Position identification records
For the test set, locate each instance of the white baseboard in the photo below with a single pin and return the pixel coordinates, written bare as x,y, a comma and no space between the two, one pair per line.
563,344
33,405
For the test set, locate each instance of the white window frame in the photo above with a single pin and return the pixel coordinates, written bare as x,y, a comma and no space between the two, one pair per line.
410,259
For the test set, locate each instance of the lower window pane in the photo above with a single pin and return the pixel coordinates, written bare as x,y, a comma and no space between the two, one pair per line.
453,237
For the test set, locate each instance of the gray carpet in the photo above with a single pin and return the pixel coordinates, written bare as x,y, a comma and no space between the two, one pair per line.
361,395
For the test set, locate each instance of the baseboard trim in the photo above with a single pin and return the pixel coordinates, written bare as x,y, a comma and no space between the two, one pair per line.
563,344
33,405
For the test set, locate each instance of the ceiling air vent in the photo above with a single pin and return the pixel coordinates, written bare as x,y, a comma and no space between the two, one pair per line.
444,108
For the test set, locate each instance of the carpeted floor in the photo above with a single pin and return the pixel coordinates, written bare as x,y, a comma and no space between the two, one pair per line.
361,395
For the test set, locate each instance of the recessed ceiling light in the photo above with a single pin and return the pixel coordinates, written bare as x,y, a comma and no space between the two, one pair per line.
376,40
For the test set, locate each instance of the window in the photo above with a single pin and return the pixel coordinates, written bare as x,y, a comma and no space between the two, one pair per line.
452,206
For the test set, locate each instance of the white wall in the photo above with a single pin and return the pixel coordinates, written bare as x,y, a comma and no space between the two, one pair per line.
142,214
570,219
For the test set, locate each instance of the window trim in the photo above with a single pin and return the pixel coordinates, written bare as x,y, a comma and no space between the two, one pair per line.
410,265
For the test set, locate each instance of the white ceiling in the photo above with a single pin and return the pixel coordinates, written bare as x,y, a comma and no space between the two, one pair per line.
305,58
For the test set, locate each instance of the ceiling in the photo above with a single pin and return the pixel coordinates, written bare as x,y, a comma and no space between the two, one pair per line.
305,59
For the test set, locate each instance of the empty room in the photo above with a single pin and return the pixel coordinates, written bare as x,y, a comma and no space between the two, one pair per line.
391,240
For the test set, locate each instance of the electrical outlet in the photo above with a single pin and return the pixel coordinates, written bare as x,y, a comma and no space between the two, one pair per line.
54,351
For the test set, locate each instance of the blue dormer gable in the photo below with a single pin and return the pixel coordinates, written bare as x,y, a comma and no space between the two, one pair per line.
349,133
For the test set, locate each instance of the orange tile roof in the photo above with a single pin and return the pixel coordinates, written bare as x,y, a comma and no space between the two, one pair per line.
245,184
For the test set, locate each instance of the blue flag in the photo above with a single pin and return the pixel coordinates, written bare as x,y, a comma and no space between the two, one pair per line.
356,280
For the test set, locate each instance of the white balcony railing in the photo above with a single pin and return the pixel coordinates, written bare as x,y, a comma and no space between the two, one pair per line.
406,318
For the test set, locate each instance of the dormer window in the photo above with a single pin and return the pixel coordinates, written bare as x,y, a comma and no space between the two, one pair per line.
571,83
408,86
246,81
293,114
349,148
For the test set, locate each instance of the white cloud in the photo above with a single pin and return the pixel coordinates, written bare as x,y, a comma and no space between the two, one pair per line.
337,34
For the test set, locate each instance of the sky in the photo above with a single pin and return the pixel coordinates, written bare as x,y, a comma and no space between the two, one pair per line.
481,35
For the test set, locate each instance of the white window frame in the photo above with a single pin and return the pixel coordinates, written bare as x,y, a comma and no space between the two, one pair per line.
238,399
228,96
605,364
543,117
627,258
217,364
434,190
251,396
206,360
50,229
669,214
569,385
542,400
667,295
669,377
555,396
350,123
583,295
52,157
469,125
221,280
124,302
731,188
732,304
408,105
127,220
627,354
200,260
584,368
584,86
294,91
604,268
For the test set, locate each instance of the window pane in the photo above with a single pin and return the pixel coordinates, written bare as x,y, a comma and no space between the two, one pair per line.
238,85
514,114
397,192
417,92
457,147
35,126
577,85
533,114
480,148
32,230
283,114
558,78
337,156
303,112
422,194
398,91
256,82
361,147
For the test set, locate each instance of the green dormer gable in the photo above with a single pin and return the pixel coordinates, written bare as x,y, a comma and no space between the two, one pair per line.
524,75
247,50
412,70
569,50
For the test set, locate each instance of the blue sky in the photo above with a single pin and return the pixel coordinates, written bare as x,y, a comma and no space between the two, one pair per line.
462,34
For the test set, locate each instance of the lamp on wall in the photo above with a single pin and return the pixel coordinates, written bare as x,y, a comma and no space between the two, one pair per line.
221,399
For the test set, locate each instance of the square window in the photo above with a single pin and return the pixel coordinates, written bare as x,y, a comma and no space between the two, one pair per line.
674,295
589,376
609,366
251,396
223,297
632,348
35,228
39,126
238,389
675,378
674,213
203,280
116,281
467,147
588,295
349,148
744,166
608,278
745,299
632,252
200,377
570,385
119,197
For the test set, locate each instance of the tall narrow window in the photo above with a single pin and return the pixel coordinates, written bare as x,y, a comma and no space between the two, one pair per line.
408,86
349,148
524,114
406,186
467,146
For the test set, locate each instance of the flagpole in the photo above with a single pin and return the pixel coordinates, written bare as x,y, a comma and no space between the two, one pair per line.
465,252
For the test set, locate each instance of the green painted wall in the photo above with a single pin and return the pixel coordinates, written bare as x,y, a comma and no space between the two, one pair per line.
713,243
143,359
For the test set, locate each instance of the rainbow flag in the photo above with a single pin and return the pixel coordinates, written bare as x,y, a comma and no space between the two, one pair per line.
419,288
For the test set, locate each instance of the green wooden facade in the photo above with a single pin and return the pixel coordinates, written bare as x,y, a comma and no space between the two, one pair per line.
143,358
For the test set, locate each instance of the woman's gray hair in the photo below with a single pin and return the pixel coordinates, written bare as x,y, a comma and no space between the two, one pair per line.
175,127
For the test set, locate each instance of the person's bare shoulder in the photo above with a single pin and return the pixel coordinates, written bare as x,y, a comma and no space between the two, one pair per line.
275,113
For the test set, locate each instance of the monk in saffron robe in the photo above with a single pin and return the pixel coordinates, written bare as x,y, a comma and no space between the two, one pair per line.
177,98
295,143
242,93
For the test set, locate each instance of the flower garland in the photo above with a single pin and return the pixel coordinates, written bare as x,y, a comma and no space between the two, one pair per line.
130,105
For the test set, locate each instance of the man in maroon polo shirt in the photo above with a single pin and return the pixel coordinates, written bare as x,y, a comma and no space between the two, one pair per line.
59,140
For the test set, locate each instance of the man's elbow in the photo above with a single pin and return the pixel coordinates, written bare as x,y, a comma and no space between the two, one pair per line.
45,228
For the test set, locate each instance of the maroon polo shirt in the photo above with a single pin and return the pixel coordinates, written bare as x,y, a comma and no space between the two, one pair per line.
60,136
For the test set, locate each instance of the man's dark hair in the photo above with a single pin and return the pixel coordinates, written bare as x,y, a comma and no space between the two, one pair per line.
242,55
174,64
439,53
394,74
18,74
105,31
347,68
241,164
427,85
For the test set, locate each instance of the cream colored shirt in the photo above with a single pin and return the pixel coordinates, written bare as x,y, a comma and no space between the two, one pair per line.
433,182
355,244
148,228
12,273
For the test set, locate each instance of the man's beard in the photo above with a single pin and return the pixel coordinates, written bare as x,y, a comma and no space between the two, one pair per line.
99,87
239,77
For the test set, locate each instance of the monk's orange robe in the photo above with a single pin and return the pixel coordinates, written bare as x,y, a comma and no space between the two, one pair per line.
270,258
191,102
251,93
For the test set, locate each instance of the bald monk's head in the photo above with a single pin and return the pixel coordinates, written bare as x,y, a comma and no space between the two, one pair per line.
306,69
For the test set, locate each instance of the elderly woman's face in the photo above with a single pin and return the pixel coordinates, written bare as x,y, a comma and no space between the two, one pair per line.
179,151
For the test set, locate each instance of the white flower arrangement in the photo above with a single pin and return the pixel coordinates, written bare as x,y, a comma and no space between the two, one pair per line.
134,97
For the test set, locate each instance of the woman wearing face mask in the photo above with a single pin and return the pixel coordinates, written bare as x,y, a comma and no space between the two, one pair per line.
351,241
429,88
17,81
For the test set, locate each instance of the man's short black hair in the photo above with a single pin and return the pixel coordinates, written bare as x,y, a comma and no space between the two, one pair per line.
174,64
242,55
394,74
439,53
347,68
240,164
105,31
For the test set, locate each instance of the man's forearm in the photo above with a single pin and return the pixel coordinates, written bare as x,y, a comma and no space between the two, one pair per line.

**Set problem**. Your task is to write out the lines from the one with "For the test set, locate each instance of the bald" through the end of the records, exactly and with nothing added.

**Written response**.
For the test set, locate each instance of the bald monk's head in the photo above with a single pin and return the pixel coordinates, written bare as x,y, a comma and no space between the two, one pair per line.
306,69
For the test set, locate each instance of the elderly woman's face in the photo above with a single pin and return the pixel coordinates, written bare as x,y, a comma and no space between the two, one pair per line.
179,151
For the test set, locate each instance of the white flower arrangement in the photo above with a single pin and return the pixel coordinates, written bare as x,y, a comma and no space between the two, one pair per line.
134,97
For the test set, locate each instance of the woman wearing face mask in the photo above with a single pin and return the pixel coordinates, written bare as x,y, a comma and no space between the two, one pair per line.
351,241
429,88
17,81
For the test set, locate each instance of the man's short black hair in the photo above with a single pin and return the pixel coordinates, written bare as x,y, a comma and no space between the two, one pair per line.
174,64
242,55
394,74
439,53
347,68
240,164
105,31
For the test set, locate each instance of the man's forearm in the photo above with a single pin and return the pixel coordinates, written bare as x,y, a comma and no space between the two, one pair per line.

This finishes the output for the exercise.